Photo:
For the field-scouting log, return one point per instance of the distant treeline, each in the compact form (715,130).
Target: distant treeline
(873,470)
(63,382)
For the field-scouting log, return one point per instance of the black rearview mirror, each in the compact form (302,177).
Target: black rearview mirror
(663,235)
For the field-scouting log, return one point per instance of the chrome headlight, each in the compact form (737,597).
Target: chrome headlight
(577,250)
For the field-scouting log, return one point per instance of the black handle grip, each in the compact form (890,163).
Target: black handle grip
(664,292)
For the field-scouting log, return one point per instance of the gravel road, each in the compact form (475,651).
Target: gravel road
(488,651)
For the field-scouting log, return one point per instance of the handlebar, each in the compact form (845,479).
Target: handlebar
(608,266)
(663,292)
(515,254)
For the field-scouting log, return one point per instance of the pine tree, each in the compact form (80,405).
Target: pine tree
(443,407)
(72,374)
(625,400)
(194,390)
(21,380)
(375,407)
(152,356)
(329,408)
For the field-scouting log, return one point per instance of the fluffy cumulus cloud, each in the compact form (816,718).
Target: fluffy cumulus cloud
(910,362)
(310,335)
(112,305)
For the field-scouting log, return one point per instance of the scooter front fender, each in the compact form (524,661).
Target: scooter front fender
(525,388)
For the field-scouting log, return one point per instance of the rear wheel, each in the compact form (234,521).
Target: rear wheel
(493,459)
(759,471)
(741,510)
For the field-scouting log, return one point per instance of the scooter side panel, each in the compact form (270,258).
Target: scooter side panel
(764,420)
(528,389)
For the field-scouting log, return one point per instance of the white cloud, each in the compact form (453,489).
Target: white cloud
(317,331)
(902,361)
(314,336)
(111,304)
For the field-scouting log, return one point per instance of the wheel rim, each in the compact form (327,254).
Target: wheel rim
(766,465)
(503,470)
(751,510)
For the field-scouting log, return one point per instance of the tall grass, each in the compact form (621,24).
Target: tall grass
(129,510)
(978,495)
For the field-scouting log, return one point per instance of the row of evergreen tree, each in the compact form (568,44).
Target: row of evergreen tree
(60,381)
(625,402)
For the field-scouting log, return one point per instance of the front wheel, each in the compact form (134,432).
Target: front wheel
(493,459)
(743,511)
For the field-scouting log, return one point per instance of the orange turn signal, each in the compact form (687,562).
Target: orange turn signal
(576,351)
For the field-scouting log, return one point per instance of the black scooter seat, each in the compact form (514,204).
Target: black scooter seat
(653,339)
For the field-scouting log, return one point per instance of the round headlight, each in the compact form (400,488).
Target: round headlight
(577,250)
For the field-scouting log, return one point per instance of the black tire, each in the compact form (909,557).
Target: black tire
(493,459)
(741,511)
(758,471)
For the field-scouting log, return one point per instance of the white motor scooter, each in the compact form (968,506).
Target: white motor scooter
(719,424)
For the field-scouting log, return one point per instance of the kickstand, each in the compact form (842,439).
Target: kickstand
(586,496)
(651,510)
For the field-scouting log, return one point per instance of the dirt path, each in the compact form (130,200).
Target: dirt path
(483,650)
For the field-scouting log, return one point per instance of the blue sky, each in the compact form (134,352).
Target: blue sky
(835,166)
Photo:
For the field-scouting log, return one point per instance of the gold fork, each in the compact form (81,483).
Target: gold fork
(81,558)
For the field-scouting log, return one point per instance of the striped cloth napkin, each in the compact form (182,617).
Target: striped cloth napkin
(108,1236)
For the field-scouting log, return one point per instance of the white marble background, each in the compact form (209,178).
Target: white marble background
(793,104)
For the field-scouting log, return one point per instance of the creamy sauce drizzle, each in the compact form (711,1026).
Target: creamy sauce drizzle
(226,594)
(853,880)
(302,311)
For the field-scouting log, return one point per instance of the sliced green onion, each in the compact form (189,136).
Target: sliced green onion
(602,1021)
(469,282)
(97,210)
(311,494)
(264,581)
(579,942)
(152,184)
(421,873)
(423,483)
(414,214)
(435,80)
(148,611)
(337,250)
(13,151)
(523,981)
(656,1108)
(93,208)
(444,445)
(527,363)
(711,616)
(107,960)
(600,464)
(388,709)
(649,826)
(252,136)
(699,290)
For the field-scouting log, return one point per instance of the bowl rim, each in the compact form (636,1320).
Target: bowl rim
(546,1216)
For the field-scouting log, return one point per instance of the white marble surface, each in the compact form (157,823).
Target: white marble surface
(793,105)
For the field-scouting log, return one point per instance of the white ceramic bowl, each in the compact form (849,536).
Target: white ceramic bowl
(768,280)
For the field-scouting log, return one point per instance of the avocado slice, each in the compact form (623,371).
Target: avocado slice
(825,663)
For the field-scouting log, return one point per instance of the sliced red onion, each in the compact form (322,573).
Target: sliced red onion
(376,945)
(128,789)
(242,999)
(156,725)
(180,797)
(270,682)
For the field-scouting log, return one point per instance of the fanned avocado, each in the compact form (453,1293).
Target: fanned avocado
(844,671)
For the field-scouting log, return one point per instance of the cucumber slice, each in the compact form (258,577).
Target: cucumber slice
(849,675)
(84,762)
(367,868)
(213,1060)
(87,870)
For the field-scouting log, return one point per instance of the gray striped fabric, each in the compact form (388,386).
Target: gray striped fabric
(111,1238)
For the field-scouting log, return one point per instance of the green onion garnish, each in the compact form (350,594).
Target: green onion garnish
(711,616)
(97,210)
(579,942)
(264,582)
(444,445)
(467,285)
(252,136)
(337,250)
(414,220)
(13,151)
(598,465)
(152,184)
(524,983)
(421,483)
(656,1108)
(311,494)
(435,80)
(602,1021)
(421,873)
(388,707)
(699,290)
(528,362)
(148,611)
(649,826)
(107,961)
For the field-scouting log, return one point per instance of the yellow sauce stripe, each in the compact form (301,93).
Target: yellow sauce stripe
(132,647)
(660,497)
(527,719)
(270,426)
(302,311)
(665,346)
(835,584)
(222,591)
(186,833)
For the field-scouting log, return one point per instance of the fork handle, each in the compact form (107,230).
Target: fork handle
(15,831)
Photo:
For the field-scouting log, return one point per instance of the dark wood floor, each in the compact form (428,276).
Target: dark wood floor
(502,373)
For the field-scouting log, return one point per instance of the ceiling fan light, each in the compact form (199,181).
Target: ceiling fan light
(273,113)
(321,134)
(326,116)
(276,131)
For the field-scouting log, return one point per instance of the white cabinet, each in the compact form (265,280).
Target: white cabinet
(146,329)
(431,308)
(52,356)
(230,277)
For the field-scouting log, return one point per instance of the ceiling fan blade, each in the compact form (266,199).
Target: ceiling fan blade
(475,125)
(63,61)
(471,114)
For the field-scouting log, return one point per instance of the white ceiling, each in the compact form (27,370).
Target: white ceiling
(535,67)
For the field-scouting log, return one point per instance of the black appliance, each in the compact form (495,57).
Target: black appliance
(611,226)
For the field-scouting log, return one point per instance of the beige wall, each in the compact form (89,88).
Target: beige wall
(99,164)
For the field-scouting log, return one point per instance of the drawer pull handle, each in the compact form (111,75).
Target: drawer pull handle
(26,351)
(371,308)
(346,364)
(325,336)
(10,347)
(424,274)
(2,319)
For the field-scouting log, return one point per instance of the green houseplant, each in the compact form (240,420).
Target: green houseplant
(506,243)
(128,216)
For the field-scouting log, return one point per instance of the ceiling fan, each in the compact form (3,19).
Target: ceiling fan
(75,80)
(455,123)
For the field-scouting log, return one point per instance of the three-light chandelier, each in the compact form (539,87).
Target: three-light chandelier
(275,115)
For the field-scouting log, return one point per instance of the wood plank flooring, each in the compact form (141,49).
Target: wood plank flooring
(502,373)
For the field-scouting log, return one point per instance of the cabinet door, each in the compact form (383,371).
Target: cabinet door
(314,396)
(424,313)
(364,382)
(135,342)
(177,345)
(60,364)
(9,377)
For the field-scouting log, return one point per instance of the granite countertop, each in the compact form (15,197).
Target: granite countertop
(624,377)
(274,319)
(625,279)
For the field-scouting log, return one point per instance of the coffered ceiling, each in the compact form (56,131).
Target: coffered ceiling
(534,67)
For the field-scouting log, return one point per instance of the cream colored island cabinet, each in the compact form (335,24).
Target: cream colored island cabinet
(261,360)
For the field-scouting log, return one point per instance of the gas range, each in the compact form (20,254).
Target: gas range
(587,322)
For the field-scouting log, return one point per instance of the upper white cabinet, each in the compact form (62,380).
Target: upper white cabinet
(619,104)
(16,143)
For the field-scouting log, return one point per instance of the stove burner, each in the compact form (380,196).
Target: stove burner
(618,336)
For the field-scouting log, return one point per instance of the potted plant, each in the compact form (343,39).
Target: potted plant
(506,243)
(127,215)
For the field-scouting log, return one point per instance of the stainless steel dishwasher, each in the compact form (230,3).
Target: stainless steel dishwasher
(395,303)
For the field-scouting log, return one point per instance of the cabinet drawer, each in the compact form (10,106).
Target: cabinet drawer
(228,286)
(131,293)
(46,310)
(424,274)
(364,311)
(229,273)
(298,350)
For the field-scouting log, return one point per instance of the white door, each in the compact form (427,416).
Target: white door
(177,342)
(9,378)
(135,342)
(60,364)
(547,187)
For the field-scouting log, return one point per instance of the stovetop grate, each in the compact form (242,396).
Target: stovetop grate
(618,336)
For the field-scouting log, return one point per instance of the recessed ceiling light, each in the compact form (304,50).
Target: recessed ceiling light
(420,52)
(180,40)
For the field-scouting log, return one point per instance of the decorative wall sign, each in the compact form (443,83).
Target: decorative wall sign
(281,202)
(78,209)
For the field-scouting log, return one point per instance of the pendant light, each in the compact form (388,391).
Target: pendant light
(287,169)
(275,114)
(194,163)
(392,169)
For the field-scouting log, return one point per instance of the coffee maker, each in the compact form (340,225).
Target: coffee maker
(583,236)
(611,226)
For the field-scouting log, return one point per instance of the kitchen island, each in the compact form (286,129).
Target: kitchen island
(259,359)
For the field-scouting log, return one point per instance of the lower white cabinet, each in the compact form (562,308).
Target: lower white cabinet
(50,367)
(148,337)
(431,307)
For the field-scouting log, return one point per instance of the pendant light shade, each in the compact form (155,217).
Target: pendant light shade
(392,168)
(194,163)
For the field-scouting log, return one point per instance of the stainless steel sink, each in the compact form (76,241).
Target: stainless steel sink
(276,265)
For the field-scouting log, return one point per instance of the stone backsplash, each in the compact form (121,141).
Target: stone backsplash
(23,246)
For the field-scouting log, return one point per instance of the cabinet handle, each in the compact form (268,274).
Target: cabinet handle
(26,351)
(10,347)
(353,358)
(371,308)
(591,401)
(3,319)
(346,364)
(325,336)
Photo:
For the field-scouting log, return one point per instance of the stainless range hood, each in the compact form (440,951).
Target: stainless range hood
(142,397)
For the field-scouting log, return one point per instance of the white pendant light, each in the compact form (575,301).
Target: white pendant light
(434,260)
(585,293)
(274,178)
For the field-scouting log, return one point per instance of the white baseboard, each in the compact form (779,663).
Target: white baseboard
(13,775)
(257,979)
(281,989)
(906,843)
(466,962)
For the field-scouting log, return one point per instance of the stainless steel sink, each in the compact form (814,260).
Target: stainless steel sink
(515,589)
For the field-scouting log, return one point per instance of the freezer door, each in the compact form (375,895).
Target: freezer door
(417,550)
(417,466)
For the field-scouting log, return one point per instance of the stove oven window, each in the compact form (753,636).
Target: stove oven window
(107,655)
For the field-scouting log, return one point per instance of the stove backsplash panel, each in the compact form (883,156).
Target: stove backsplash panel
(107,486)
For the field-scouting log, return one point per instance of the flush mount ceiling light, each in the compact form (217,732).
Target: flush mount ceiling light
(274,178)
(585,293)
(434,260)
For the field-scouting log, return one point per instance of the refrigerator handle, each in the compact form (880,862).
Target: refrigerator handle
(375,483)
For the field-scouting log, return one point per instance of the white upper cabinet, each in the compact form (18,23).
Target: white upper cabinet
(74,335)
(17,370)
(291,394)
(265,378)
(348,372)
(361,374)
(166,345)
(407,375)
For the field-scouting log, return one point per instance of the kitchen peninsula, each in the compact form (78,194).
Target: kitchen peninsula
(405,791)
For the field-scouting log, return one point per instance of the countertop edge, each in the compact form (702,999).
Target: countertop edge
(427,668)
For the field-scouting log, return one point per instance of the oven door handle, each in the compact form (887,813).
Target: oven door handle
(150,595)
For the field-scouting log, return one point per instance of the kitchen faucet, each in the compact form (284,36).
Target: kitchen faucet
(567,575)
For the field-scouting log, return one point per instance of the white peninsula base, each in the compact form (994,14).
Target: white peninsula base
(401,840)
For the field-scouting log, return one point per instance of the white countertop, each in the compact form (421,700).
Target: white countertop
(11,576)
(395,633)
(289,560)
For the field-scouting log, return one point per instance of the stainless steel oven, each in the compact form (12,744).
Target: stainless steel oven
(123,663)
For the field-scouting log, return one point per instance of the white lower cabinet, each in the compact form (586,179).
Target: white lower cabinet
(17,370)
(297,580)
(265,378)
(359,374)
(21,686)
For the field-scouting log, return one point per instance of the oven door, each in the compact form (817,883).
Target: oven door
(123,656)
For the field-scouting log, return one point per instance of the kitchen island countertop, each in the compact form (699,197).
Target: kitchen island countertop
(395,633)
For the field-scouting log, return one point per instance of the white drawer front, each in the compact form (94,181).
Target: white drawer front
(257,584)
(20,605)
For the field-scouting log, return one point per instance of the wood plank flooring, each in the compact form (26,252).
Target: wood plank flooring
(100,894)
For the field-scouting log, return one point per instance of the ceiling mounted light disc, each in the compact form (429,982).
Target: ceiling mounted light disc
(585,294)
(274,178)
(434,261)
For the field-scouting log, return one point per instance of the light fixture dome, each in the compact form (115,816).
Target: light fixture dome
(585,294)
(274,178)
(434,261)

---+---

Problem to solve:
Write out the lines above from the one containing "compact form (887,813)." through the last, exactly as they are.

Solution below:
For the field-scouting log, return one point per instance of the oven door handle, each in the compact form (887,813).
Target: oven door handle
(150,595)
For the field-scouting log, return one point per instance of the kitchen faucet, each in the compact form (284,36).
Target: kitchen faucet
(567,575)
For the field-scouting log, return one point per instance of the white peninsula base, each in the compact form (994,14).
Target: white peninsula base
(401,840)
For the field-scouting log, return one point per instance of the white countertop, each in the compact form (421,700).
Target: white countertop
(11,576)
(395,633)
(289,560)
For the field-scouting log, return one point per instance of the stainless steel oven, each in the compact form (12,744).
Target: stainless steel oven
(123,663)
For the field-scouting log, return one point per instance of the white lower cabinet, each in the compact form (586,179).
Target: white lower cabinet
(17,370)
(297,580)
(265,378)
(359,374)
(21,686)
For the field-scouting log, return one point per instance of the oven door, each in the compact form (817,883).
Target: oven door
(123,656)
For the field-scouting log, return one point per instance of the kitchen island countertop, each in the compact form (699,197).
Target: kitchen island countertop
(395,633)
For the field-scouting log, return one point per instance of the white drawer front, each in the compact form (94,181).
Target: white drawer front
(257,584)
(20,605)
For the field-scouting log, return one point per instance of the wood plank flooring, each in the compact form (26,252).
Target: wood plank flooring
(100,894)
For the field-scouting log, return one point per instance of the ceiling mounted light disc, each in the compact form (429,982).
Target: ceiling mounted light disc
(585,294)
(274,178)
(434,261)
For the field-scouting log, return one point per instance of the light fixture dome, each in the compact form (115,816).
Target: light fixture dome
(585,294)
(274,178)
(434,261)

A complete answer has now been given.